THE TASK: Copy the lines from the very start through the line containing "157), (359, 161)]]", keeping every character unchanged.

[Labels for shapes in pictures]
* BEGIN *

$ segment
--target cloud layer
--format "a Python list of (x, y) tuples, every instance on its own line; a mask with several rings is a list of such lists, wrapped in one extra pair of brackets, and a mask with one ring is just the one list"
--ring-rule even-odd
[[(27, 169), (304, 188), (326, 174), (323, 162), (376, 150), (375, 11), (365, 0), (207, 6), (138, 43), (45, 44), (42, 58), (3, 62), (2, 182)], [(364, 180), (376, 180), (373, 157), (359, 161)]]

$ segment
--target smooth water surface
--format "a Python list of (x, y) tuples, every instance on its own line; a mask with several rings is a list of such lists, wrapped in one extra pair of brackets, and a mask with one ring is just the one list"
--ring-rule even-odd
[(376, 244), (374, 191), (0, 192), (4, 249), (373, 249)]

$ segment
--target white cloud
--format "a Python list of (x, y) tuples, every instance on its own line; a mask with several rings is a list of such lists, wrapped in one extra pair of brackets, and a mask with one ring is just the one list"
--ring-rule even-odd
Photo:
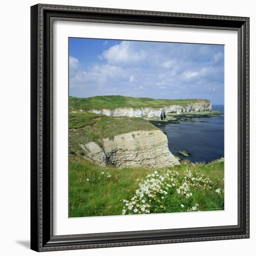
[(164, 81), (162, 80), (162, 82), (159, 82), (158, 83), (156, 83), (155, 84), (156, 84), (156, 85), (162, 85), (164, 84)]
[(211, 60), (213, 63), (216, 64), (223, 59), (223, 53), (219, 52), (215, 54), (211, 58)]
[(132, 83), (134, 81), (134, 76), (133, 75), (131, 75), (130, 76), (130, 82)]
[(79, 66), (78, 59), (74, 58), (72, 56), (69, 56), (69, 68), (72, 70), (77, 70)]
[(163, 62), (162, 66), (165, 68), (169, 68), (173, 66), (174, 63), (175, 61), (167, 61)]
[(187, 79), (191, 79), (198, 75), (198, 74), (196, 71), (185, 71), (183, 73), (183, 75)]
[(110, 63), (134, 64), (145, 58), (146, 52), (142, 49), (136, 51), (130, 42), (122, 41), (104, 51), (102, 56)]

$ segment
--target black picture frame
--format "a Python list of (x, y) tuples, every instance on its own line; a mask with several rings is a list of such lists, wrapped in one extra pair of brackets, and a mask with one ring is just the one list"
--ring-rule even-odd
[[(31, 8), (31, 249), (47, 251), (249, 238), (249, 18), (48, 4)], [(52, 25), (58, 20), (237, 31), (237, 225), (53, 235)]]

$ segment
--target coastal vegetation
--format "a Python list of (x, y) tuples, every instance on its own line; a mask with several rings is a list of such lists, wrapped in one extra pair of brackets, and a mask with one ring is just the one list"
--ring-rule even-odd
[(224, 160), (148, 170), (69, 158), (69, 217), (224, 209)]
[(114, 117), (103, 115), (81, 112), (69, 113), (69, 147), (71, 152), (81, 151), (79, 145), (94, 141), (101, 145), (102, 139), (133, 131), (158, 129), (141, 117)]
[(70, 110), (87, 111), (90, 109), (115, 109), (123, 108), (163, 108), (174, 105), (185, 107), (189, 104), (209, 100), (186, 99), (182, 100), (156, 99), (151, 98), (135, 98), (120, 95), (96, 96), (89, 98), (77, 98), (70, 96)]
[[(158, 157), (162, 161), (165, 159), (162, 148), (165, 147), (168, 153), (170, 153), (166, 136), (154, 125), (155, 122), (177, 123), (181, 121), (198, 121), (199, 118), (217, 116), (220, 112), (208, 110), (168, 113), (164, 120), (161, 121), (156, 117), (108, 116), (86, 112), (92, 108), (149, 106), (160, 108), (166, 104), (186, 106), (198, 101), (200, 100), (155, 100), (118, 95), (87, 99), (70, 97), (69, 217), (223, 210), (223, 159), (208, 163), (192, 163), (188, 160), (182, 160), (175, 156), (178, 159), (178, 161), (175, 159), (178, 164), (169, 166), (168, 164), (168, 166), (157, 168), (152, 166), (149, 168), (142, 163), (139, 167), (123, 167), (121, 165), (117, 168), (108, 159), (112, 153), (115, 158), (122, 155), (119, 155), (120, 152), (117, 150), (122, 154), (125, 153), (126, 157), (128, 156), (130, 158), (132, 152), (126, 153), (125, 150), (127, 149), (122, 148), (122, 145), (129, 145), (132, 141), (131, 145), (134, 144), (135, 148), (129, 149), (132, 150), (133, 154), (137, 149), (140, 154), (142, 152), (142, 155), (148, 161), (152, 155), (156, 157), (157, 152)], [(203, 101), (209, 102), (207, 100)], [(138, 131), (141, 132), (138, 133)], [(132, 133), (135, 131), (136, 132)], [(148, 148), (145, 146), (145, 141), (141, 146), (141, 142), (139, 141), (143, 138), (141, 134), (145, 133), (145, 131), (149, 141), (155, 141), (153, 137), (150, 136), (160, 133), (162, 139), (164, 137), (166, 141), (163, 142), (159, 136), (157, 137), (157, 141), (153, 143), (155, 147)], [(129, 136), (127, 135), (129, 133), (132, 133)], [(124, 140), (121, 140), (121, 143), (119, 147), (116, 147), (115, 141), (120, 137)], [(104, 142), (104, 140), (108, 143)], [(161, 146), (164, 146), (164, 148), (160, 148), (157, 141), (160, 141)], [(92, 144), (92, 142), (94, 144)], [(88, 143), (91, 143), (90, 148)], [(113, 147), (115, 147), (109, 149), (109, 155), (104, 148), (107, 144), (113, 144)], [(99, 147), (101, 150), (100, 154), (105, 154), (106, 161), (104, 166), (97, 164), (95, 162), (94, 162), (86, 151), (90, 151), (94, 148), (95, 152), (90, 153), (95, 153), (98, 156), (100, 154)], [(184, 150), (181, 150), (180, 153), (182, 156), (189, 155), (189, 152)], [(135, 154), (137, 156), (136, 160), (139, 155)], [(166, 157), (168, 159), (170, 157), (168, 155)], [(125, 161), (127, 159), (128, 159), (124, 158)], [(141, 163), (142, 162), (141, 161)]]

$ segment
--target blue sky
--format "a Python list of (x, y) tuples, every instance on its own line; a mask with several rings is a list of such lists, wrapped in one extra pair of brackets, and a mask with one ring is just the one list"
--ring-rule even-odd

* END *

FINAL RESULT:
$ segment
--target cloud layer
--format "a Python list of (x, y) tuples, every instance on its own line; a mask with several rings is a list of such lists, wrapped in one extra pair of brackets, and a mask with one ring is just the one list"
--ring-rule even-odd
[[(27, 169), (304, 188), (326, 174), (323, 162), (376, 150), (375, 11), (365, 0), (207, 6), (138, 43), (45, 44), (42, 58), (3, 62), (2, 182)], [(364, 180), (376, 180), (373, 157), (359, 161)]]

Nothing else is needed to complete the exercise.